[[ EXTRACTED ENTRIES open ]]

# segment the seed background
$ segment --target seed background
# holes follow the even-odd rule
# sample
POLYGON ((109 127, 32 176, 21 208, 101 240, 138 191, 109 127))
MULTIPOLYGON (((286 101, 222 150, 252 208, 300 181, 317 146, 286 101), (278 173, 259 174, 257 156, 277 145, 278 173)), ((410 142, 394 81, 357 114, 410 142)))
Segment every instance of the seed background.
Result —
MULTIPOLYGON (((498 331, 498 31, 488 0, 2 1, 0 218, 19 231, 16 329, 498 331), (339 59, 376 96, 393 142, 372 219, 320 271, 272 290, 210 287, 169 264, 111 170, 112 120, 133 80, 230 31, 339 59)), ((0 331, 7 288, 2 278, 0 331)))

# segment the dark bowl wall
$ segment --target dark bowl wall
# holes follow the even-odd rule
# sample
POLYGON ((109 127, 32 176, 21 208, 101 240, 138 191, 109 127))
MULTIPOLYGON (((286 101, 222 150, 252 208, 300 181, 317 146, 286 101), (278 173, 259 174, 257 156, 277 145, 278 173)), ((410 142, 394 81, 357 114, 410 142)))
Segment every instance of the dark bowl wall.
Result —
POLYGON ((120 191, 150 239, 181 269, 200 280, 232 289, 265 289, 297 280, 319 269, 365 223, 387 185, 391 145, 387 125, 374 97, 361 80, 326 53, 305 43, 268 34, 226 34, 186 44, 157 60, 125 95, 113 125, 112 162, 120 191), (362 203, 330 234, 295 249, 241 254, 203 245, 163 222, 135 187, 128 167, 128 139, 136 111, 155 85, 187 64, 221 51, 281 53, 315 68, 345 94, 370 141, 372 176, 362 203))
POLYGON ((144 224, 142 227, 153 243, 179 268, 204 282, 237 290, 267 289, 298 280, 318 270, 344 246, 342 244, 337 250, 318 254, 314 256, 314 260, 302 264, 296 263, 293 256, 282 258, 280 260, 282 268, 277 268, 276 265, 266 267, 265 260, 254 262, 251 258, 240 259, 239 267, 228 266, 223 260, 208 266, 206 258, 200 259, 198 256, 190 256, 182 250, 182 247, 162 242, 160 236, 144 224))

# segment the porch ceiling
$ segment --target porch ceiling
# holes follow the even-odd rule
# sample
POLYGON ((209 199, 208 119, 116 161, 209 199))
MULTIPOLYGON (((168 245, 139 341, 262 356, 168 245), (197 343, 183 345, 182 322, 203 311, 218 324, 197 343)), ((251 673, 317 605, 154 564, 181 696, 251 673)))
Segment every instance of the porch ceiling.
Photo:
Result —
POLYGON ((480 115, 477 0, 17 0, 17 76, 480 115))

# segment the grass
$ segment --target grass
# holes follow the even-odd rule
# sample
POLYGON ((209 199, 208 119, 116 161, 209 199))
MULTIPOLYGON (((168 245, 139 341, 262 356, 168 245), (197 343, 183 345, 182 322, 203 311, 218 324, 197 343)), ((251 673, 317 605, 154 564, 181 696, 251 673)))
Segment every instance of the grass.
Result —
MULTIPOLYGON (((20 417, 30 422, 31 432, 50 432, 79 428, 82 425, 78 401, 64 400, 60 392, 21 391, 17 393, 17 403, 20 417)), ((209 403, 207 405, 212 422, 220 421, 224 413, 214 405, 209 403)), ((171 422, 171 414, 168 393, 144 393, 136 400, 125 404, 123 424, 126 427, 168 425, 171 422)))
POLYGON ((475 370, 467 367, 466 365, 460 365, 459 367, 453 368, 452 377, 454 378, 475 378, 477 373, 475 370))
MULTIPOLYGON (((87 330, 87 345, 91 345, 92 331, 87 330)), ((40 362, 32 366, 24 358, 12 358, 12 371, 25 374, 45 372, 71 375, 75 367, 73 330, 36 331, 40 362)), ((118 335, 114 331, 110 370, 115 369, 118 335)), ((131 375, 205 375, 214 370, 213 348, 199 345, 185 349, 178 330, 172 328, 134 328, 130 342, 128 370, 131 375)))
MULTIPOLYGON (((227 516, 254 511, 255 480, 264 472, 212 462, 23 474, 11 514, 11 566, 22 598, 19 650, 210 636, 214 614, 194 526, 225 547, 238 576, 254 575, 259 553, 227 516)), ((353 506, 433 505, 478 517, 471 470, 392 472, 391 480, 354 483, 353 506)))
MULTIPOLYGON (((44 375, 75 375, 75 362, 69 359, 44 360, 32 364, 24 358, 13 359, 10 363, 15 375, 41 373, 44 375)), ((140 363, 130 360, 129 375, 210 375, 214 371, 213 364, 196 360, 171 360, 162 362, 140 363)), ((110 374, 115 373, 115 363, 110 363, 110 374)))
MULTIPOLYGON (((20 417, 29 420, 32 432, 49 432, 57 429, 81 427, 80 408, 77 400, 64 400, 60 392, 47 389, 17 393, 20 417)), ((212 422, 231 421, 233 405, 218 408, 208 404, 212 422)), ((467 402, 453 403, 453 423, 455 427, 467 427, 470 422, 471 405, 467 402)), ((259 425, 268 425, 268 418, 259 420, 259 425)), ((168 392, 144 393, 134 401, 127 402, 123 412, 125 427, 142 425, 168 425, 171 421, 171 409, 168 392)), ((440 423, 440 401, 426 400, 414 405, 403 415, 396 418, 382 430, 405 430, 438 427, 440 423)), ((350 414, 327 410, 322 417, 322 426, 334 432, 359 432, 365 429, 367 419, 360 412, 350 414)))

[[ EXTRACTED ENTRIES closed ]]

## TASK GOAL
Go through the material and select each line with the string "seed" in it.

## OUTPUT FOR THIS TASK
# segment the seed background
$ segment --target seed background
Segment every instance of the seed background.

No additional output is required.